**** Data shown ****

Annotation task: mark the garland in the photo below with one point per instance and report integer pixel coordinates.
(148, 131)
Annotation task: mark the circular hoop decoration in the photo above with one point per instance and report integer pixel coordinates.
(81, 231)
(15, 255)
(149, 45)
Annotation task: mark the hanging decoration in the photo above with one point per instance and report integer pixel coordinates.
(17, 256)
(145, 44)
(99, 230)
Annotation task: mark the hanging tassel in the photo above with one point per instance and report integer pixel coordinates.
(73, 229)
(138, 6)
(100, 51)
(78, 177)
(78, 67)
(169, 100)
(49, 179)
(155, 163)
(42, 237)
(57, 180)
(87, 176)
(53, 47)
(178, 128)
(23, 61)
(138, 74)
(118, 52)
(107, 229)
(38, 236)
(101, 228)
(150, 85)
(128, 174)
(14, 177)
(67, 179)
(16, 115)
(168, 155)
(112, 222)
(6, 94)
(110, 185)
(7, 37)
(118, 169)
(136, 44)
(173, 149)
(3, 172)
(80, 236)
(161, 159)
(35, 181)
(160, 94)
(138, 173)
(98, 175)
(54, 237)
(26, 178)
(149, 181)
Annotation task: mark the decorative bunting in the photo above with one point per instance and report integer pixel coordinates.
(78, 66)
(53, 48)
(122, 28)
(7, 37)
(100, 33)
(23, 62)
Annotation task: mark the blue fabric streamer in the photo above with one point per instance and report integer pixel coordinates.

****
**** Data shown ****

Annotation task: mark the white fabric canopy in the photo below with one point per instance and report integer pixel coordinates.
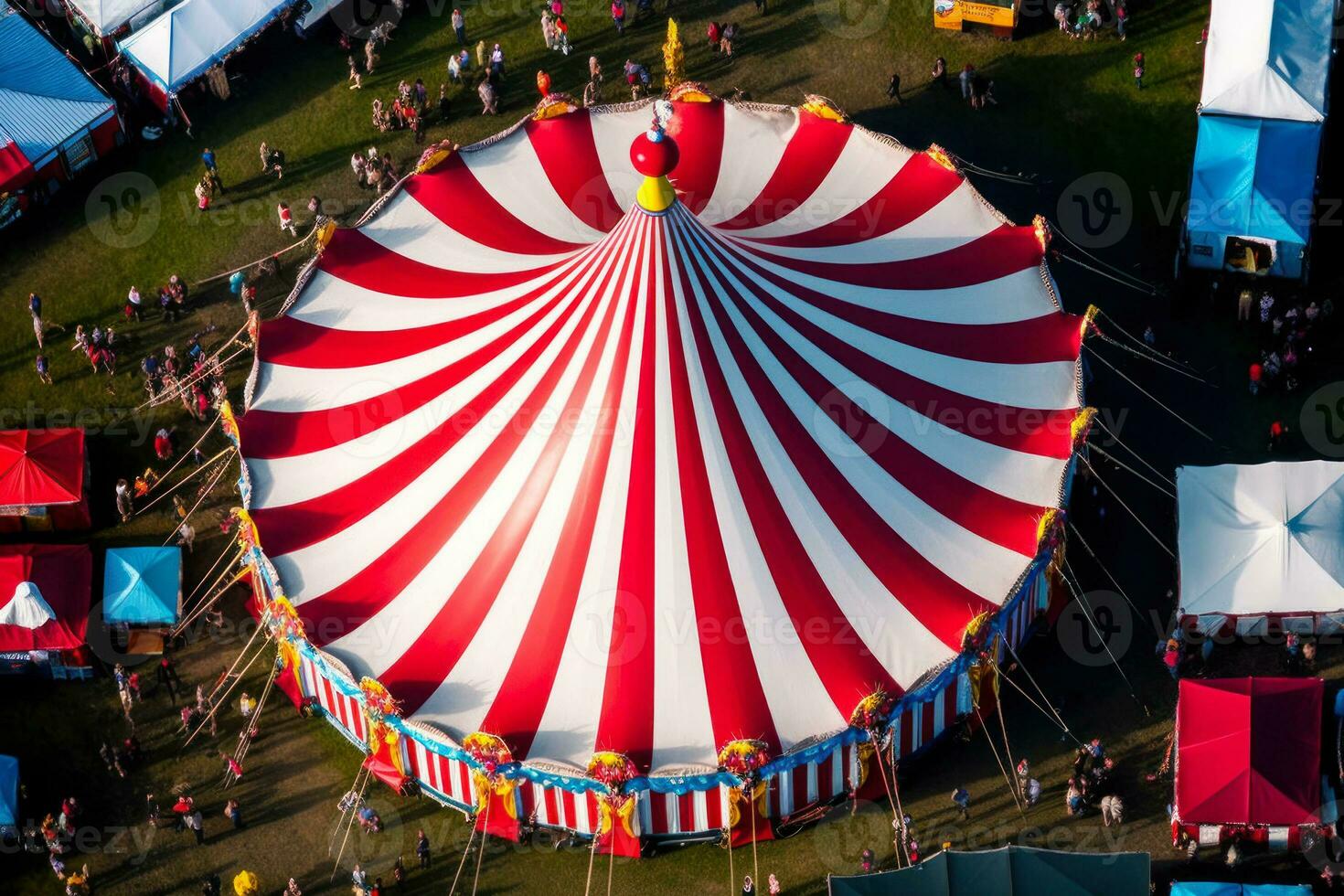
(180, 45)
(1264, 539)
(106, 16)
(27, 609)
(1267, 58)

****

* [Problem details]
Which lines above run from the one containing "Annotation task: mark the hanging tassel" to the one containing "Annotation task: mark the blue"? Give them again exactly, both ends included.

* [Written answer]
Annotation task: mark the hanging tassel in the photo above with one point per instance and report integer pixel coordinates.
(73, 229)
(138, 6)
(100, 51)
(78, 177)
(78, 67)
(169, 100)
(49, 179)
(155, 163)
(42, 237)
(57, 180)
(87, 176)
(53, 47)
(178, 128)
(23, 61)
(138, 74)
(118, 52)
(107, 229)
(38, 236)
(101, 228)
(150, 85)
(128, 174)
(14, 177)
(67, 179)
(16, 115)
(168, 155)
(112, 222)
(6, 94)
(110, 185)
(7, 37)
(118, 169)
(136, 44)
(173, 149)
(3, 172)
(80, 236)
(161, 159)
(35, 181)
(160, 94)
(138, 173)
(98, 175)
(54, 237)
(26, 178)
(149, 181)
Annotation task: mark the decorative bunting in the photo above with one point per instance and report integer pixel coordinates.
(78, 66)
(53, 48)
(122, 28)
(7, 37)
(100, 33)
(23, 62)
Annotation task: mark the blue fabric streamer in the photo above with one point per instance and report integer pixel coordinates.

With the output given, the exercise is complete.